[Set problem A]:
From the house sale write-up, list every issue it names that must be dealt with when finding a suitable model.
[Set problem B]:
Using the house sale write-up, decide whether each statement agrees with it, answering yes or no and quoting the words that settle it: (i) the data has 79 features; (ii) Street has three possible values; (iii) HouseStyle has five categories.
[Set problem C]:
Carry on the house sale write-up after its last sentence, writing the next part in the same style.

If I had taken any econometrics courses, I would have learned that this problem can be considered as a Hedonic pricing model; from Investopedia:

Hedonic pricing is a model that identifies price factors according to the premise that price is determined both by internal characteristics of the good being sold and the external factors affecting it.

In finding a suitable model, there are few issues to deal with, including:

There are 79 features which may be more than necessary; that is some features may provide more value than others when making a prediction
How to deal with missing values? Drop them or fill them in with something reasonable (what is reasonable)
How to deal with outliers?
How to treat categorical data? What type of encoding should be used

Features…

Again, there are 79 features the dataset. Below is a brief description of them all (taken from the data dictionary with a few added notes):

MSSubClass: Categorical variable that identifies the type of dwelling involved in the sale. An example value is 60 which refers to a ‘2-Story 1946 & Newer’ house
MSZoning: Identifies the general zoning classification of the sale. Another categorical variable; ex. ‘RL’ refers to ‘Residential Low Density’
LotFrontage: Linear feet of street connected to property
LotArea: Lot size in square feet
Street: Type of road access to property. Categorical variable with two values: ‘Grvl’ and ‘Pave’ for Gravel and Paved
Alley: Type of alley access to property. Categorical variable with three values: ‘Grvl’, ‘Pave’, and NA for Gravel, Paved, and No Alley access
LotShape: General shape of property. Categorical with options for regular to various shades of irregular
LandContour: Flatness of the property. Another categorical variable with options for level, banked, hillside, or depression
Utilities: Type of utilities available. Either all, all with no sewer, all with no sewer and water, or only electricity
LotConfig: Lot configuration. Categorical describing where on the street the house is located; for ex. corner lot
LandSlope: Slope of property. Categorical; ex. moderate slope
Neighborhood: Physical locations within Ames city limits. String with up to 7 letters indicating the neighbourhood name. Note that ‘Names’ corresponds to North Ames
Condition1: Proximity to various conditions such as adjacent to a major street, railroad, or park. Again categorical
Condition2: Proximity to various conditions if more than one is present
BldgType: Type of dwelling. Choices are in 5 categories including: single family detacted, two-family conversion, duplex, townhouse end unit, and townhouse inside unit
HouseStyle: Style of dwelling. Eight categories including one story, two story, and split level
OverallQual: Rates the overall material and finish of the house. Ranges from 1 for very poor to 10 for very excellent
OverallCond: Rates the overall condition of the house. Same range as above, that is 1 for very poor to 10 for very excellent
YearBuilt: Original construction date
YearRemodAdd: Remodel date (same as construction date if no remodeling or additions)

[Listed records]:
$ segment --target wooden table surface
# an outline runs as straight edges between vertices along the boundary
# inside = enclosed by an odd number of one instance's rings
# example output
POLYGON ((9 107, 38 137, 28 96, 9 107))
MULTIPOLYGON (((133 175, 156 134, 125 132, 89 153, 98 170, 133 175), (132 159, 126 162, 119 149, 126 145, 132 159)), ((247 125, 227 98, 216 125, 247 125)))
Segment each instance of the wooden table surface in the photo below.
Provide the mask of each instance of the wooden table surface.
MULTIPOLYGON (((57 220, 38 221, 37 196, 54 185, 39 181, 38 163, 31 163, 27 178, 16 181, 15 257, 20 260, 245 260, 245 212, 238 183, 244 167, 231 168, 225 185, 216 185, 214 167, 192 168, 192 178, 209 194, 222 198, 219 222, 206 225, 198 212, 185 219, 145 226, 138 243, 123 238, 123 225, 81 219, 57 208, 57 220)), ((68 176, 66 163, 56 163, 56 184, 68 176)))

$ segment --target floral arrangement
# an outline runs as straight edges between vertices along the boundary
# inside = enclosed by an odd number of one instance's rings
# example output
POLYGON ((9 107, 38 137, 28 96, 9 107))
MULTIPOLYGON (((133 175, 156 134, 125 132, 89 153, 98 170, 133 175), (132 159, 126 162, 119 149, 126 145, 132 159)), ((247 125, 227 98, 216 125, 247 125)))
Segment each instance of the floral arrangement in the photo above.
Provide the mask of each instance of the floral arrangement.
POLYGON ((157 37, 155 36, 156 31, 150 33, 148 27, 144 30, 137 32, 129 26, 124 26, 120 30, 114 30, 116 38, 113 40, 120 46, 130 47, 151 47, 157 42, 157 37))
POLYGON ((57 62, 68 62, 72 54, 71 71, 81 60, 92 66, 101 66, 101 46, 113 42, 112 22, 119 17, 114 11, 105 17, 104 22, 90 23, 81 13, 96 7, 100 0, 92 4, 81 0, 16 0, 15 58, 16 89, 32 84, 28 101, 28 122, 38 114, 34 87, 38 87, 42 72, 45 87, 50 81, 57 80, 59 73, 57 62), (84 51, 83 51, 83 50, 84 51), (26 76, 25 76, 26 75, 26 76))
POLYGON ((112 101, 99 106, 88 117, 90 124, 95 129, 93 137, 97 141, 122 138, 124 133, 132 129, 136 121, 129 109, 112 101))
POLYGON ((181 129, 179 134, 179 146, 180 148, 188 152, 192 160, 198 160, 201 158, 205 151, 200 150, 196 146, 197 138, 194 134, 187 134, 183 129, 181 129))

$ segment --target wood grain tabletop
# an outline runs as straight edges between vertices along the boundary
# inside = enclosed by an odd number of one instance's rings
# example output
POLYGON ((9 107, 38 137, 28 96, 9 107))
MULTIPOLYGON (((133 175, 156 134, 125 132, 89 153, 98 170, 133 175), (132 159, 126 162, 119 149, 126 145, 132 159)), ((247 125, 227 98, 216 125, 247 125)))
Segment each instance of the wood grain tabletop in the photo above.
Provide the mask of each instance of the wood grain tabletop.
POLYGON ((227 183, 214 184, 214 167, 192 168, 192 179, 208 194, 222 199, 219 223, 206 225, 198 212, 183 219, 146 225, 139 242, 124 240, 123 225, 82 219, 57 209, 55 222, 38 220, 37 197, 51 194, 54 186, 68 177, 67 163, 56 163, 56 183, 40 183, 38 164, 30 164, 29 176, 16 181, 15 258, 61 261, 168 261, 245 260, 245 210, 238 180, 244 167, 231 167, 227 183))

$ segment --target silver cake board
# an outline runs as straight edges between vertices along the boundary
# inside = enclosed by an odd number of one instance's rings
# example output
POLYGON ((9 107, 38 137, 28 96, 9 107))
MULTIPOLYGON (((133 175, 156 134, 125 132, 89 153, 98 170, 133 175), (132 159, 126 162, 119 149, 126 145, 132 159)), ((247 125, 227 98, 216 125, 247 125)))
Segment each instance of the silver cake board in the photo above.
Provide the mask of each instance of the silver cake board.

[Task output A]:
- There are 79 features, which may be more than necessary, since some features may provide more value than others when making a prediction.
- How to deal with missing values: drop them or fill them in with something reasonable.
- How to deal with outliers.
- How to treat categorical data, and what type of encoding should be used.

[Task output B]:
(i) Yes: "There are 79 features which may be more than necessary"
(ii) No: "Categorical variable with two values: ‘Grvl’ and ‘Pave’ for Gravel and Paved"
(iii) No: "Eight categories including one story, two story, and split level"

[Task output C]:
RoofStyle: Type of roof. Categorical with the following options: Flat, Gable, Gabrel, Hip, Mansard, Shed
RoofMatl: Roof material. Categorical with eight options: Clay tile, Standard shingle, Membrane, Metal, Roll, Gravel & Tar, Wood shakes, and Wood Shingles
Exterior1st: Exterior covering on house. Categorical with 17 options; some include: Brick face, Stone, Stucco, and Wood Shingles.
Exterior2nd: Exterior covering on house if more than one material is present. Same options as those listed above.
MasVnrType: Masonry veneer type. Categorical with 5 options: Brick common, brick face, cinder block, none, and stone
MasVnrArea: Masonry veneer area in square feet
ExterQual: Evaluates the quality of the material on the exterior. Five options from poor to excellent.
ExterCond: Evaluates the present condition of the material on the exterior. Again, five options from poor to excellent.
Foundation: Type of foundation. Categorical variable with options such as Cinder block, poured concrete, and slab
BsmtQual: Evaluates the height of the basement. The height of the basement has been grouped into five bins, along with one for no basement.
BsmtCond: Evaluates the general condition of the basement. Again 5 categories to describe the condition (from excellent to poor) along with 1 for no basement.
BsmtExposure: Refers to walkout or garden level walls. Categorical with 4 options along with 1 for No basement
BsmtFinType1: Rating of basement finished area. Seven categories… 5 for quality of living quarters (from good to low quality), 1 for unfinished, and 1 for no basement.
BsmtFinSF1: Type 1 finished square feet
BsmtFinType2: Rating of basement finished area (if multiple types). Same categories as those listed above.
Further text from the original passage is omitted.